Put the data below into a Markdown table with the columns Row and Data line. Give each nonblank line its own numbered row.

*** Material supplied

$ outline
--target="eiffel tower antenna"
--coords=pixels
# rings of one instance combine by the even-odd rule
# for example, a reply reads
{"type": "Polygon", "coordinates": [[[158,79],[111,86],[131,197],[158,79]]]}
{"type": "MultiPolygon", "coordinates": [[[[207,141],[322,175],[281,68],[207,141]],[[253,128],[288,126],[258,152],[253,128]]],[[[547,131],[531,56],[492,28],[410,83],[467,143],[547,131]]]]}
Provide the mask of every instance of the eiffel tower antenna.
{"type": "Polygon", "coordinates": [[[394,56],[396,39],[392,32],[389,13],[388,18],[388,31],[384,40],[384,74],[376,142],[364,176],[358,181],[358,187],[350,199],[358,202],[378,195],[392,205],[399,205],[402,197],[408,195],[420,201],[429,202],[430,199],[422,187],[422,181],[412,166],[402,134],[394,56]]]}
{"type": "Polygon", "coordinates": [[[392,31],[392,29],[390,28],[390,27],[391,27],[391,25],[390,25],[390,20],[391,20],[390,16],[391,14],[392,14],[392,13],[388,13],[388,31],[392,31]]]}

******

Solution ▸
| Row | Data line |
|---|---|
| 1 | $ outline |
| 2 | --target="eiffel tower antenna" |
| 3 | --coords=pixels |
| 4 | # rings of one instance combine by the even-odd rule |
| 5 | # for example, a reply reads |
| 6 | {"type": "Polygon", "coordinates": [[[158,79],[111,86],[131,197],[158,79]]]} |
| 7 | {"type": "MultiPolygon", "coordinates": [[[[207,141],[322,175],[281,68],[207,141]],[[253,128],[288,126],[258,152],[253,128]]],[[[547,131],[531,56],[492,28],[410,83],[467,143],[547,131]]]]} |
| 8 | Provide the mask of every instance of the eiffel tower antenna. |
| 9 | {"type": "Polygon", "coordinates": [[[394,56],[396,39],[392,32],[389,13],[388,18],[388,31],[384,40],[384,74],[376,142],[364,176],[358,181],[358,187],[350,199],[358,202],[378,195],[392,205],[399,205],[402,197],[408,195],[420,201],[429,202],[430,199],[422,187],[422,181],[412,166],[402,134],[394,56]]]} |
| 10 | {"type": "Polygon", "coordinates": [[[392,31],[392,29],[390,28],[390,27],[391,27],[391,25],[390,25],[390,20],[391,20],[390,16],[391,14],[392,14],[392,13],[388,13],[388,31],[392,31]]]} |